EXERCISE DIRECTIONS:
Starting from the first line, set down the entire listing exactly.

PROVIDED DATA:
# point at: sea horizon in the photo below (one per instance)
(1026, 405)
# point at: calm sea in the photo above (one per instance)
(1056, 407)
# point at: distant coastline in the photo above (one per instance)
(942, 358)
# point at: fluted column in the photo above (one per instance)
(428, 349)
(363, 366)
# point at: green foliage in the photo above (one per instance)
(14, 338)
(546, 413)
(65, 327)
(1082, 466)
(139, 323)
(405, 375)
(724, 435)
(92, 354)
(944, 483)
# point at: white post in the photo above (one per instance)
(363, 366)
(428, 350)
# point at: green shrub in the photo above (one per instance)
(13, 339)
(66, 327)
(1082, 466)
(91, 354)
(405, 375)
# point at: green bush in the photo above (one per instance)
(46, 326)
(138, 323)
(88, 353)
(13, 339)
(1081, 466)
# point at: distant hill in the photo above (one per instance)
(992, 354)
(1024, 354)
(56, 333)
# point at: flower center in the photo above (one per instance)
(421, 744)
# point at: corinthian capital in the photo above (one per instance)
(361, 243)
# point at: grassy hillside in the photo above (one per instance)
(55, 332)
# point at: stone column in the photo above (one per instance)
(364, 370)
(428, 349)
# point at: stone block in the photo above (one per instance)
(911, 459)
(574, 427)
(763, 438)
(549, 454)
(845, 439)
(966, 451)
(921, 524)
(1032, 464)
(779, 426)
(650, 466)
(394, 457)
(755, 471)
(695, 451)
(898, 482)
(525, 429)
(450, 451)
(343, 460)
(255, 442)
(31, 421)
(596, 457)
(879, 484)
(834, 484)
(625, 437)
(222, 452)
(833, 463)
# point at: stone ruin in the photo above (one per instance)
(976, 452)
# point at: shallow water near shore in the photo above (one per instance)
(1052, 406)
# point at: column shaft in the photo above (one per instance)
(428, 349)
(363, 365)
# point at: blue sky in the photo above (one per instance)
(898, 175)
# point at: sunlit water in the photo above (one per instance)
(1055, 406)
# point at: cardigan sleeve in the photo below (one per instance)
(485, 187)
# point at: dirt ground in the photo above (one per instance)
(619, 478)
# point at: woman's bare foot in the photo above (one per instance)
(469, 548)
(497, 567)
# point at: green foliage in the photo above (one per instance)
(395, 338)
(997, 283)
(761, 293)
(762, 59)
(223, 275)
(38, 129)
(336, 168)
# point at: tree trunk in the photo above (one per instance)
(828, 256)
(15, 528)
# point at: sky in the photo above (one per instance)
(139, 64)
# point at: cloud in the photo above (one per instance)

RESULT OF THIS TASK:
# point at: sea horizon in the photo below (one per instance)
(1026, 405)
# point at: calm sea in the photo above (one per instance)
(1056, 407)
# point at: distant coastline in the photo above (one per instance)
(942, 358)
# point at: fluted column in the photo above (one per instance)
(428, 349)
(363, 366)
# point at: green foliage in the photo above (one per instance)
(14, 338)
(546, 413)
(65, 327)
(1082, 466)
(139, 323)
(405, 375)
(724, 435)
(92, 354)
(944, 483)
# point at: white post in the photo above (one per instance)
(363, 366)
(428, 350)
# point at: green shrub in the photo above (one per instance)
(13, 339)
(66, 327)
(1082, 466)
(91, 354)
(405, 375)
# point at: green bush in the photo above (one per instance)
(46, 326)
(138, 323)
(88, 353)
(13, 339)
(1081, 466)
# point at: distant hill in the photo above (one per instance)
(992, 354)
(1024, 354)
(56, 333)
# point at: flower center in the photo above (one per instance)
(421, 744)
# point at: corinthian capital in the photo above (one per instance)
(361, 243)
# point at: grassy hillside in the photo above (one per instance)
(55, 332)
# point at: stone column in the photo above (one per instance)
(364, 370)
(428, 349)
# point at: stone block in the photo above (one per instance)
(911, 459)
(574, 427)
(763, 438)
(549, 454)
(845, 439)
(966, 451)
(921, 524)
(1032, 464)
(779, 426)
(650, 466)
(394, 457)
(755, 471)
(695, 451)
(898, 482)
(525, 429)
(450, 451)
(343, 460)
(255, 442)
(31, 421)
(596, 457)
(879, 484)
(834, 484)
(625, 437)
(222, 452)
(833, 463)
# point at: stone ruin in the photo above (one per instance)
(976, 452)
# point at: shallow water near shore in the photo above (one per instance)
(1052, 406)
# point at: column shaft in the photo above (one per instance)
(428, 349)
(363, 365)
# point at: blue sky in the photo above (one per instance)
(898, 175)
# point at: sunlit water in the photo above (one per instance)
(1055, 406)
# point at: cardigan sleeve in the photo below (one per instance)
(485, 187)
# point at: dirt ground in the photo above (one per instance)
(619, 478)
# point at: woman's bare foot in the photo above (one per instance)
(469, 548)
(497, 567)
# point at: green foliage in the photo above (one per instance)
(395, 338)
(997, 283)
(761, 293)
(762, 59)
(223, 275)
(38, 129)
(336, 168)
# point at: tree trunk in the photo above (one per instance)
(828, 256)
(15, 528)
# point at: sky in the photo above (one per instance)
(139, 64)
# point at: cloud in the photo above (one per instance)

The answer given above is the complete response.